[Start]

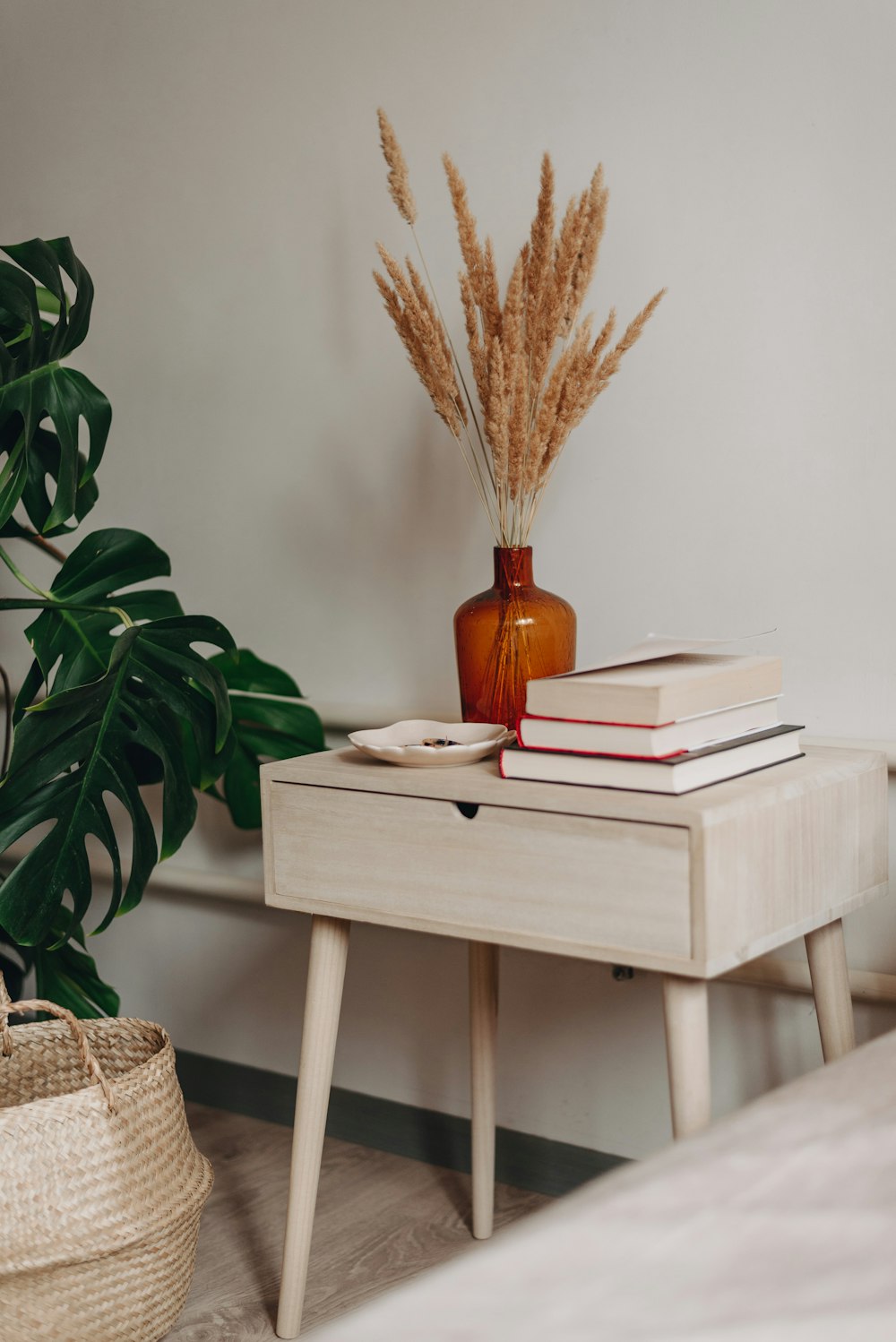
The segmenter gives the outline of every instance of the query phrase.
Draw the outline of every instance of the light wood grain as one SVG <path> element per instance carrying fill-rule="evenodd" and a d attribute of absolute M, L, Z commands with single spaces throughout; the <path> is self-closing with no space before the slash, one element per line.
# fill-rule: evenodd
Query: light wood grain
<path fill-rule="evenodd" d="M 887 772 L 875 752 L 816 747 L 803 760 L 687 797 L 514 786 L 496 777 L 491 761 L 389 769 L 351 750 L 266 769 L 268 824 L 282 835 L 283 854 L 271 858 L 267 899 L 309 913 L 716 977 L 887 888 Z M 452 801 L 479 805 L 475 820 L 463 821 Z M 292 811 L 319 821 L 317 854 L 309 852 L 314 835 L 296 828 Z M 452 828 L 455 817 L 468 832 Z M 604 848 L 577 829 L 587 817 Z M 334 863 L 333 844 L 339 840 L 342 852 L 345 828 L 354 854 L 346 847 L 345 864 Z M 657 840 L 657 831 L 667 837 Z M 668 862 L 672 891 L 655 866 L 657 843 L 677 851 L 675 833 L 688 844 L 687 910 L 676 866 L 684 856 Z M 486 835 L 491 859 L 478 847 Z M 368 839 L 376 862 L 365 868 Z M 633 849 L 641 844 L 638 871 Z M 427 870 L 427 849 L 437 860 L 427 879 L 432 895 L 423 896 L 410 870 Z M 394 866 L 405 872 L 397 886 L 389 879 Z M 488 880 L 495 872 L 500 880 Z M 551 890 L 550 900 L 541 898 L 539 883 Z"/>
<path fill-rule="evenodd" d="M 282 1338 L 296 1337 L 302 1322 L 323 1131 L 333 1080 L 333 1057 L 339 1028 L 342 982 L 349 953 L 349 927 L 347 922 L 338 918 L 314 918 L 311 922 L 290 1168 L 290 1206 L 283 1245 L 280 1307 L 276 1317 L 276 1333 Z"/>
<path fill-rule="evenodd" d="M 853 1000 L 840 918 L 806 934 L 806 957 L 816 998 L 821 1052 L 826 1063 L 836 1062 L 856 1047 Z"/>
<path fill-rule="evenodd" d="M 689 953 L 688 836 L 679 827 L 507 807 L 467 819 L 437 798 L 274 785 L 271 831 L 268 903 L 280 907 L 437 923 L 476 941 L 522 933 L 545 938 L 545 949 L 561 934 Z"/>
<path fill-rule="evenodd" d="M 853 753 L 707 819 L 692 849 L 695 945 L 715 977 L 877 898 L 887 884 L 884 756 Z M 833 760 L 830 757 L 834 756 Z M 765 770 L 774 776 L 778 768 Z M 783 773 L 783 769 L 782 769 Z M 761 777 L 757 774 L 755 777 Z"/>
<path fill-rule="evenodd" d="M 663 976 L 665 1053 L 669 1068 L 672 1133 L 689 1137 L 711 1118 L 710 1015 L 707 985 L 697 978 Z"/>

[End]

== Short problem ==
Lay out every line of the entries above as a Markdown table with two columns, Row and Line, numbering the rows in order and skipping any blank lines. Leave the pictures out of the table.

== The completed task ==
| Row | Line |
|---|---|
| 1 | The segmenter gives the outline of every instance of the query phrase. |
| 2 | Draw the outline of every instance of the light wood grain as one SVG <path> element per instance carrying fill-rule="evenodd" and a d attribute of absolute M, L, Z commands with single spaces throughout; the <path> is self-closing with no space before the slash, one element per line. |
| 3 | # fill-rule: evenodd |
| 4 | Query: light wood grain |
| 5 | <path fill-rule="evenodd" d="M 887 772 L 875 752 L 816 747 L 803 760 L 687 797 L 514 786 L 496 777 L 491 761 L 389 769 L 351 750 L 266 769 L 268 824 L 282 835 L 283 854 L 271 858 L 267 899 L 309 913 L 716 977 L 887 888 Z M 452 801 L 479 805 L 475 820 L 463 821 Z M 292 811 L 319 821 L 317 854 L 309 852 L 314 835 L 296 828 Z M 452 828 L 455 817 L 468 832 Z M 604 848 L 577 829 L 587 817 Z M 334 863 L 333 844 L 339 840 L 342 852 L 345 828 L 354 854 L 346 847 L 345 864 Z M 657 840 L 657 831 L 667 837 Z M 668 862 L 672 891 L 655 866 L 657 843 L 677 851 L 675 833 L 688 844 L 687 910 L 676 866 L 684 856 Z M 486 835 L 491 859 L 478 847 Z M 368 839 L 376 862 L 365 868 Z M 633 849 L 641 844 L 638 871 Z M 427 870 L 427 849 L 437 860 L 427 879 L 432 895 L 423 896 L 410 870 Z M 394 866 L 405 872 L 397 886 L 389 879 Z M 488 880 L 495 872 L 500 880 Z M 551 890 L 550 900 L 541 898 L 539 883 Z"/> |
| 6 | <path fill-rule="evenodd" d="M 282 1338 L 296 1337 L 302 1322 L 323 1131 L 333 1080 L 333 1057 L 339 1028 L 342 982 L 349 953 L 349 927 L 347 922 L 338 918 L 314 918 L 311 922 L 290 1168 L 290 1206 L 283 1245 L 280 1307 L 276 1317 L 276 1333 Z"/> |
| 7 | <path fill-rule="evenodd" d="M 853 1000 L 840 918 L 806 934 L 806 957 L 816 998 L 821 1052 L 826 1063 L 836 1062 L 856 1047 Z"/> |
| 8 | <path fill-rule="evenodd" d="M 689 953 L 688 836 L 679 827 L 507 807 L 467 819 L 437 798 L 274 785 L 271 831 L 268 903 L 280 907 L 437 923 L 476 941 L 522 933 L 545 938 L 545 949 L 561 934 Z"/> |
| 9 | <path fill-rule="evenodd" d="M 853 753 L 707 819 L 692 849 L 695 945 L 715 977 L 877 898 L 887 884 L 884 756 Z M 833 760 L 830 757 L 834 756 Z M 765 770 L 774 776 L 778 768 Z M 783 773 L 783 769 L 782 769 Z M 761 777 L 757 774 L 755 777 Z"/> |
| 10 | <path fill-rule="evenodd" d="M 663 976 L 665 1053 L 669 1068 L 672 1133 L 689 1137 L 711 1118 L 710 1015 L 707 985 L 697 978 Z"/> |